▸ EXERCISE REQUIREMENTS:
Locate each line below that contains the word "arched" and copy it. Match case exactly.

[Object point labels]
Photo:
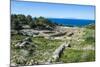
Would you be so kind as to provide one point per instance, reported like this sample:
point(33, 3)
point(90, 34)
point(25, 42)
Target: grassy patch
point(71, 55)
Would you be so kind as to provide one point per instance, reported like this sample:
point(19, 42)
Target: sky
point(52, 10)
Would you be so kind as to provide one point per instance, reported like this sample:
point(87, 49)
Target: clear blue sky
point(51, 10)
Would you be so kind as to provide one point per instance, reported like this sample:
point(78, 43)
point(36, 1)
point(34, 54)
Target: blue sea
point(72, 22)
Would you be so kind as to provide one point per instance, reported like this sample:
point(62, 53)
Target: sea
point(72, 22)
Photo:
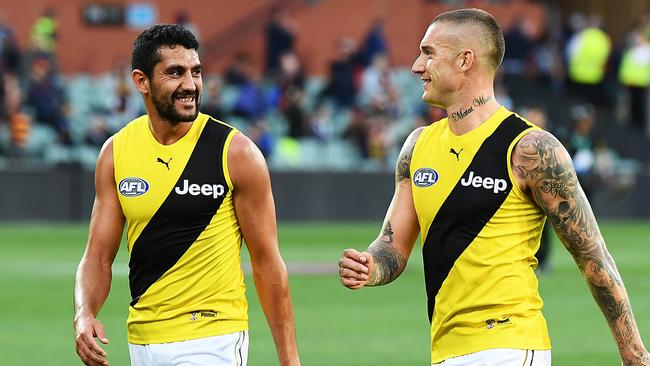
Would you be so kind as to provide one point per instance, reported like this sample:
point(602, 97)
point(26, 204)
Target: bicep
point(554, 186)
point(107, 219)
point(253, 198)
point(400, 227)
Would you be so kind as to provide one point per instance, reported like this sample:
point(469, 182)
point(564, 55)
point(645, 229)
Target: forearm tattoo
point(541, 161)
point(389, 263)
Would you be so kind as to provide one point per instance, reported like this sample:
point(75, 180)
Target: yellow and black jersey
point(479, 233)
point(183, 236)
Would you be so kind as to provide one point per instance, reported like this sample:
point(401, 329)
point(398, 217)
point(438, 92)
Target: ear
point(466, 59)
point(141, 81)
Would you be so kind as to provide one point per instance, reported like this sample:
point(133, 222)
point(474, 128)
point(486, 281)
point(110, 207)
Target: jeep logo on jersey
point(495, 184)
point(425, 177)
point(214, 190)
point(133, 187)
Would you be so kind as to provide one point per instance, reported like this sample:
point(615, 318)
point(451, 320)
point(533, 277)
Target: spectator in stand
point(358, 133)
point(98, 131)
point(634, 75)
point(588, 52)
point(280, 38)
point(519, 47)
point(580, 145)
point(291, 74)
point(47, 98)
point(260, 135)
point(182, 18)
point(211, 99)
point(237, 73)
point(44, 33)
point(375, 42)
point(321, 124)
point(342, 85)
point(251, 102)
point(295, 113)
point(377, 88)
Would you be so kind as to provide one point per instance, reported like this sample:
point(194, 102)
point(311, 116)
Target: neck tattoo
point(462, 113)
point(482, 100)
point(477, 102)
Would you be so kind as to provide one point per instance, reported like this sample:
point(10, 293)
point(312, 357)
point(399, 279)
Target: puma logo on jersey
point(425, 177)
point(495, 184)
point(214, 190)
point(166, 163)
point(133, 187)
point(452, 151)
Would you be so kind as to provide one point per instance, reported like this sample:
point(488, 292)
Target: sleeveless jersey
point(183, 236)
point(479, 233)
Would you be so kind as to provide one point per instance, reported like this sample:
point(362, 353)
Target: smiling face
point(175, 86)
point(437, 64)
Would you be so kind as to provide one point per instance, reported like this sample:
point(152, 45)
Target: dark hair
point(492, 32)
point(146, 48)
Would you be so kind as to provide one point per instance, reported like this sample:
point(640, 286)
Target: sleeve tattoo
point(389, 263)
point(542, 162)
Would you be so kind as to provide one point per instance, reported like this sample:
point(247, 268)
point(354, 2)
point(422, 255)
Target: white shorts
point(502, 357)
point(224, 350)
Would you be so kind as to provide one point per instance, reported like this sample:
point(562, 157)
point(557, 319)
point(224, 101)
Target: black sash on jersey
point(181, 218)
point(468, 209)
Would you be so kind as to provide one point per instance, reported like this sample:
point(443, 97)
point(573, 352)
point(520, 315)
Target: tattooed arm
point(543, 168)
point(386, 257)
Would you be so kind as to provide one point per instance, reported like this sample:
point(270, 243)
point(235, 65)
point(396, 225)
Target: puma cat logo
point(166, 163)
point(452, 151)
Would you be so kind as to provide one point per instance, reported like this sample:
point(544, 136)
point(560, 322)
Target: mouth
point(186, 99)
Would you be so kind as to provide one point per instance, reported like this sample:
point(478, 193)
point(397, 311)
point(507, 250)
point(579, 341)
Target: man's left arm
point(544, 169)
point(255, 212)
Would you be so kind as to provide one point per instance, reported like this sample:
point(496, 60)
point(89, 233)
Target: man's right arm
point(386, 257)
point(93, 279)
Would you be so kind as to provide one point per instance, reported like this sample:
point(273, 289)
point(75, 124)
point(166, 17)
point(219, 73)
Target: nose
point(418, 65)
point(188, 82)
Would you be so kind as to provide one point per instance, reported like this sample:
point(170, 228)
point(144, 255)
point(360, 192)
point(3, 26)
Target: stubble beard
point(165, 106)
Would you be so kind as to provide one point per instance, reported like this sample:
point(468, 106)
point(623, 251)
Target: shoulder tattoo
point(403, 170)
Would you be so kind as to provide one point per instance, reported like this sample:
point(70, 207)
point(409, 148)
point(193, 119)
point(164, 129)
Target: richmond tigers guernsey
point(479, 233)
point(183, 236)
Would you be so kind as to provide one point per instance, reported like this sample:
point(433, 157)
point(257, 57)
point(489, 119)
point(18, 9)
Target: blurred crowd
point(355, 117)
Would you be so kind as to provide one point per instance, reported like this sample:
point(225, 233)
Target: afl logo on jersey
point(425, 177)
point(133, 187)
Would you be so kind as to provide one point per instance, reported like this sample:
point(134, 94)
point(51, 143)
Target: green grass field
point(335, 326)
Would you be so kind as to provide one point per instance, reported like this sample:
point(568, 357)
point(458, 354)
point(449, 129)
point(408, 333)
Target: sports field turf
point(335, 326)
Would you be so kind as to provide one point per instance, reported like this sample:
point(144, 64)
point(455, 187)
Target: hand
point(638, 358)
point(87, 328)
point(355, 268)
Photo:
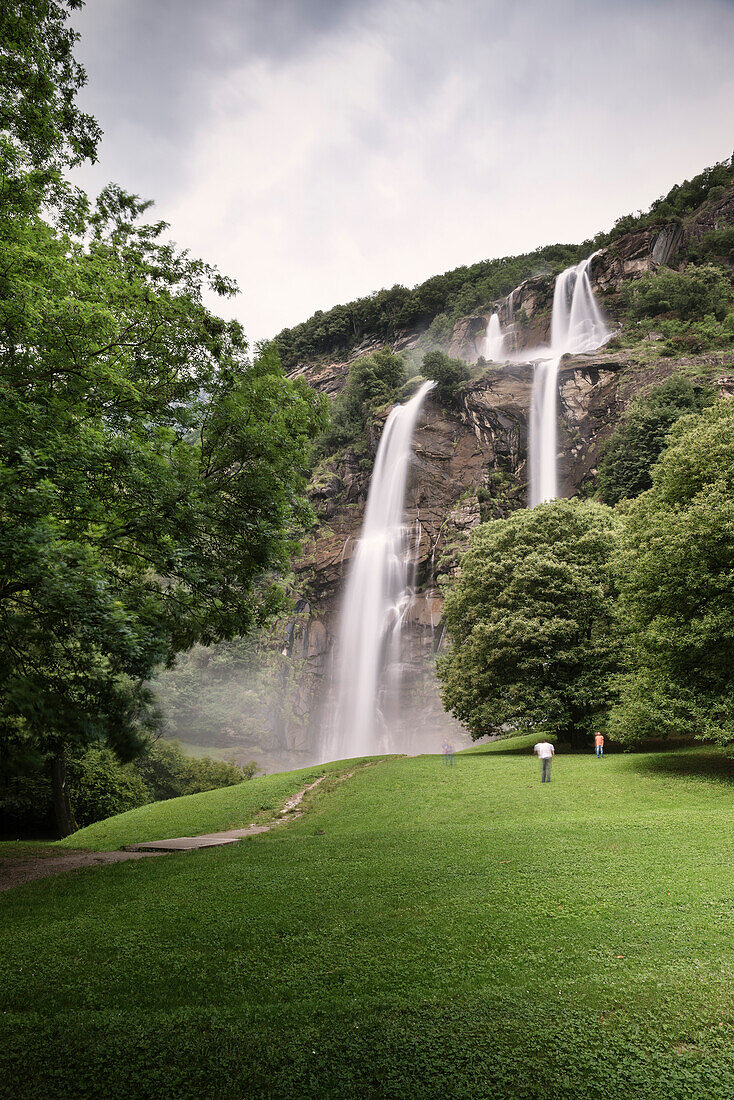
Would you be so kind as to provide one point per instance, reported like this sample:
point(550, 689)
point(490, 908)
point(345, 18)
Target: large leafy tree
point(676, 571)
point(530, 619)
point(151, 474)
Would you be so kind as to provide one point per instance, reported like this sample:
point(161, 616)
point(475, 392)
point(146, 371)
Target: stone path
point(231, 836)
point(15, 871)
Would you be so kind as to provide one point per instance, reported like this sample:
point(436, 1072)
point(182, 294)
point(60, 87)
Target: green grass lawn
point(256, 800)
point(420, 932)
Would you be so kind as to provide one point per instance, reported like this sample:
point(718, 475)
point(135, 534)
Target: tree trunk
point(65, 821)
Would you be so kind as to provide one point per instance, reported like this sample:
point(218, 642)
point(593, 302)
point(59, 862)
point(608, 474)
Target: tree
point(42, 129)
point(372, 382)
point(151, 474)
point(676, 574)
point(530, 623)
point(689, 295)
point(448, 373)
point(631, 452)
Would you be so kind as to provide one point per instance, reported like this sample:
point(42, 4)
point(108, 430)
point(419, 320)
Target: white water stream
point(378, 594)
point(577, 326)
point(494, 342)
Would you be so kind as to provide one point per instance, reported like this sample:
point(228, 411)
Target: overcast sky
point(318, 150)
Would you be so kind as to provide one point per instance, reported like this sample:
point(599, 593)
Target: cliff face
point(471, 459)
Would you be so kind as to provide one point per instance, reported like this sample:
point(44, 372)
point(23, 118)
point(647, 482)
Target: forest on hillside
point(387, 312)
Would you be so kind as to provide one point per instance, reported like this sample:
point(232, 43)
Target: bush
point(718, 244)
point(168, 773)
point(624, 471)
point(690, 295)
point(448, 374)
point(101, 787)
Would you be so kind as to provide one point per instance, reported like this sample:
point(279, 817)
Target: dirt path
point(15, 870)
point(232, 835)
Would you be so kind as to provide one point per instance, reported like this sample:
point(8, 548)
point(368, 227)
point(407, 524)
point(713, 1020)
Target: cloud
point(319, 151)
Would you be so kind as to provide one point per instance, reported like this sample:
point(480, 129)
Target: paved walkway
point(231, 836)
point(18, 871)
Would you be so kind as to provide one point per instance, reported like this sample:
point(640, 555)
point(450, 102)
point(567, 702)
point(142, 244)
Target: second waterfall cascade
point(577, 326)
point(378, 593)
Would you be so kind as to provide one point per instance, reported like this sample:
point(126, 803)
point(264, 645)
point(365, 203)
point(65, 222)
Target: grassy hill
point(420, 932)
point(194, 814)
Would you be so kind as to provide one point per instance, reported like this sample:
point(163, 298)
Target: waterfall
point(375, 601)
point(576, 326)
point(494, 342)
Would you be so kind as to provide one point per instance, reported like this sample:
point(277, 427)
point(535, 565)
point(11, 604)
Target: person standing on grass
point(545, 752)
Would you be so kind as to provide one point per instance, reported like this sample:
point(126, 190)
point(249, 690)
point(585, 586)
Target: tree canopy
point(676, 570)
point(634, 447)
point(530, 619)
point(152, 474)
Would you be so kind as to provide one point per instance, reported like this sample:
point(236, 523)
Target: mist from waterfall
point(376, 597)
point(494, 342)
point(577, 326)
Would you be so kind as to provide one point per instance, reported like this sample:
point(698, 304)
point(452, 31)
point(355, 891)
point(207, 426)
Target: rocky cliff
point(471, 458)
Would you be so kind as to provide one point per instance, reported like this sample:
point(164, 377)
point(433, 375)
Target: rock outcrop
point(471, 458)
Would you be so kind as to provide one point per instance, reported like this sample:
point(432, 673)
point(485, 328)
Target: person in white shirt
point(545, 751)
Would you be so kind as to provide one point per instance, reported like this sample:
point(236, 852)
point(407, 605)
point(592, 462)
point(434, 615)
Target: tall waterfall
point(375, 600)
point(494, 342)
point(576, 326)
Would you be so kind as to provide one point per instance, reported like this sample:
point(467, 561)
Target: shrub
point(168, 773)
point(690, 295)
point(624, 471)
point(101, 787)
point(448, 374)
point(372, 381)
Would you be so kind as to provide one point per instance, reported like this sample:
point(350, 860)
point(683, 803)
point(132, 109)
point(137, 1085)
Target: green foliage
point(448, 374)
point(373, 381)
point(624, 471)
point(152, 476)
point(689, 295)
point(233, 694)
point(142, 505)
point(690, 338)
point(168, 773)
point(232, 806)
point(681, 200)
point(439, 330)
point(101, 787)
point(716, 244)
point(441, 298)
point(530, 622)
point(386, 312)
point(42, 130)
point(676, 572)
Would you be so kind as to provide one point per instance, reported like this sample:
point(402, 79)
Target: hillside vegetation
point(445, 297)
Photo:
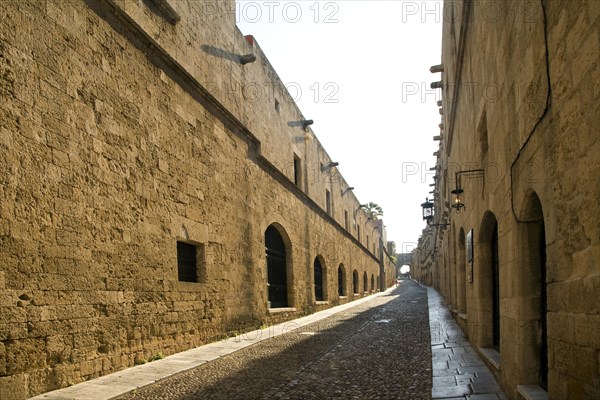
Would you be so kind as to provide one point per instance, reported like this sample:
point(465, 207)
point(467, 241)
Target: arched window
point(532, 289)
point(276, 268)
point(461, 273)
point(341, 280)
point(490, 280)
point(318, 276)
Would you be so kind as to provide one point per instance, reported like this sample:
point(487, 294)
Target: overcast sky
point(360, 70)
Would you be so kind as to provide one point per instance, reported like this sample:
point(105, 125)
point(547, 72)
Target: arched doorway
point(461, 273)
point(533, 291)
point(318, 277)
point(341, 281)
point(276, 268)
point(489, 284)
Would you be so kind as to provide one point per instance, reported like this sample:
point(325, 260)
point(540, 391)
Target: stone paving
point(381, 347)
point(458, 372)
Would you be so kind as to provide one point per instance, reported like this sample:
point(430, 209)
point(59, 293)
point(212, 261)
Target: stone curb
point(122, 382)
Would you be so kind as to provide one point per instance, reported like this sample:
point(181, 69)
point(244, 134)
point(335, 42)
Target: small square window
point(187, 262)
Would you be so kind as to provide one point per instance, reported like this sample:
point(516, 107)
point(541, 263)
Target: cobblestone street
point(377, 350)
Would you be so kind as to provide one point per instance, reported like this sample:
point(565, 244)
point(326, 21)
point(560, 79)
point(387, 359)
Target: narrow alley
point(384, 348)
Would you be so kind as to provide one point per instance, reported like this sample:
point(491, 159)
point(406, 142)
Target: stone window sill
point(492, 356)
point(281, 309)
point(532, 392)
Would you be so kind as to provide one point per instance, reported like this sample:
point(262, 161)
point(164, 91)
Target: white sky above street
point(360, 70)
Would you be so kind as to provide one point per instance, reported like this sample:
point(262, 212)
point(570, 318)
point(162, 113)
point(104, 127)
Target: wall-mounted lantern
point(458, 203)
point(329, 165)
point(348, 189)
point(247, 59)
point(306, 123)
point(428, 213)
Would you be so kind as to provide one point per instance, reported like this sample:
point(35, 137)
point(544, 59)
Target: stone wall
point(520, 83)
point(122, 133)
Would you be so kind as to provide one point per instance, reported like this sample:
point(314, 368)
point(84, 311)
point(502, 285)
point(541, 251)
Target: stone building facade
point(159, 189)
point(519, 264)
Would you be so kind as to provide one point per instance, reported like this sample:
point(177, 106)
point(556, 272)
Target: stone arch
point(532, 292)
point(341, 280)
point(489, 282)
point(278, 265)
point(461, 273)
point(355, 287)
point(320, 279)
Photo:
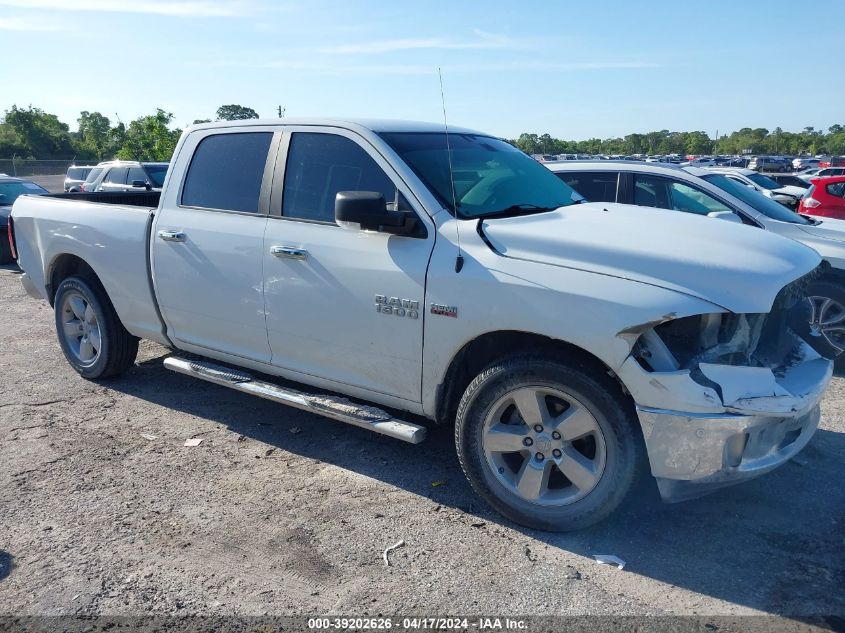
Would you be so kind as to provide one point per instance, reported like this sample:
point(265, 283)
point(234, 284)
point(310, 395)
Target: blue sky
point(573, 69)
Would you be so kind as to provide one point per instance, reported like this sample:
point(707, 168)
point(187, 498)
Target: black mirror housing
point(368, 210)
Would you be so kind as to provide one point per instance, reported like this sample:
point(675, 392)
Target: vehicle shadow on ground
point(7, 563)
point(772, 544)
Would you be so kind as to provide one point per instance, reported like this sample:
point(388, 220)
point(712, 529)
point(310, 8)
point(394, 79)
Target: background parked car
point(788, 195)
point(825, 197)
point(125, 175)
point(804, 161)
point(789, 179)
point(10, 189)
point(76, 175)
point(822, 173)
point(832, 161)
point(710, 192)
point(769, 163)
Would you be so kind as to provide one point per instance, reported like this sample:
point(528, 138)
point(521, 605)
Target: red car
point(831, 161)
point(826, 197)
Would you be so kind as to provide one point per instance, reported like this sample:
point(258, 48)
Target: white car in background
point(713, 193)
point(804, 162)
point(788, 195)
point(701, 161)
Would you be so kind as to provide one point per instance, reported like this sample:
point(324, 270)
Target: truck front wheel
point(546, 443)
point(90, 333)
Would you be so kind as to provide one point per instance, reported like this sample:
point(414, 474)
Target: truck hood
point(828, 228)
point(737, 267)
point(791, 190)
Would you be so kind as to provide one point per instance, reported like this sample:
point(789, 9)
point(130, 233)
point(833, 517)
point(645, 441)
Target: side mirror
point(367, 210)
point(725, 215)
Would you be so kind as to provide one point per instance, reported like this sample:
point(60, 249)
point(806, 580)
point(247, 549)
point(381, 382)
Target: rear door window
point(117, 175)
point(136, 173)
point(595, 186)
point(321, 165)
point(226, 172)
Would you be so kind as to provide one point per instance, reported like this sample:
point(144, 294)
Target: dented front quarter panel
point(700, 440)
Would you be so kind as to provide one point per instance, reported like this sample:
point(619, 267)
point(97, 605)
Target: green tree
point(698, 143)
point(94, 138)
point(235, 112)
point(10, 142)
point(149, 138)
point(41, 135)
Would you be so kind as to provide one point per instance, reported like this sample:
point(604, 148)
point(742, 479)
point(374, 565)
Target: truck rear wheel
point(90, 333)
point(5, 249)
point(547, 444)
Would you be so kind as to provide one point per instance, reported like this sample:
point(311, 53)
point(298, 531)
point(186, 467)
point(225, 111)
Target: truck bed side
point(113, 239)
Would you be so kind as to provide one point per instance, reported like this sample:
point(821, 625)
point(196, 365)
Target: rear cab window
point(226, 172)
point(651, 191)
point(595, 186)
point(95, 173)
point(117, 175)
point(319, 166)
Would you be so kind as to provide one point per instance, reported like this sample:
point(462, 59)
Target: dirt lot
point(104, 511)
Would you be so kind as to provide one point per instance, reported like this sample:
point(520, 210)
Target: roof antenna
point(459, 261)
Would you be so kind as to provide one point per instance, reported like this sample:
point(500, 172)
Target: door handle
point(289, 252)
point(172, 236)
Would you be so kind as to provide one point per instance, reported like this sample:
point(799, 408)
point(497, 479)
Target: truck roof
point(373, 125)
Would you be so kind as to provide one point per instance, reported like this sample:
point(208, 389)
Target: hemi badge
point(444, 310)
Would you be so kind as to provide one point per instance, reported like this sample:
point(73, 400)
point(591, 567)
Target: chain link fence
point(25, 167)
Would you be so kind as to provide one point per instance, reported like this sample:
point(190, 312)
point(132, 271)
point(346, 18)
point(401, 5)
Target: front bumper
point(692, 454)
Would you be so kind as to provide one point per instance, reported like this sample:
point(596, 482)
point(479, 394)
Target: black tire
point(5, 248)
point(598, 393)
point(118, 348)
point(835, 291)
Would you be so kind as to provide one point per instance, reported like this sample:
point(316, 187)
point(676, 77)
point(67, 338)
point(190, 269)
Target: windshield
point(9, 191)
point(756, 200)
point(490, 176)
point(763, 181)
point(93, 175)
point(156, 174)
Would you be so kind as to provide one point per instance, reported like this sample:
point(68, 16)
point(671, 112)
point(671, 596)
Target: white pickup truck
point(362, 271)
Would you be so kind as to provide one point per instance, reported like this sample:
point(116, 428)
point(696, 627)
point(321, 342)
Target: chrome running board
point(333, 407)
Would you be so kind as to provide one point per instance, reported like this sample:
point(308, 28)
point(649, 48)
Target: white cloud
point(424, 69)
point(26, 24)
point(176, 8)
point(482, 41)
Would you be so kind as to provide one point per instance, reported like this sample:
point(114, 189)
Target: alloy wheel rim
point(80, 328)
point(828, 320)
point(544, 446)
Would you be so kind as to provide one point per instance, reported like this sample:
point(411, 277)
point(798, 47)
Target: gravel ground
point(103, 510)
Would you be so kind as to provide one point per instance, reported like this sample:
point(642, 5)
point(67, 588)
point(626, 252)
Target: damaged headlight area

▸ OUTPUT OF THE TASK:
Target: arched window
Target: arched doorway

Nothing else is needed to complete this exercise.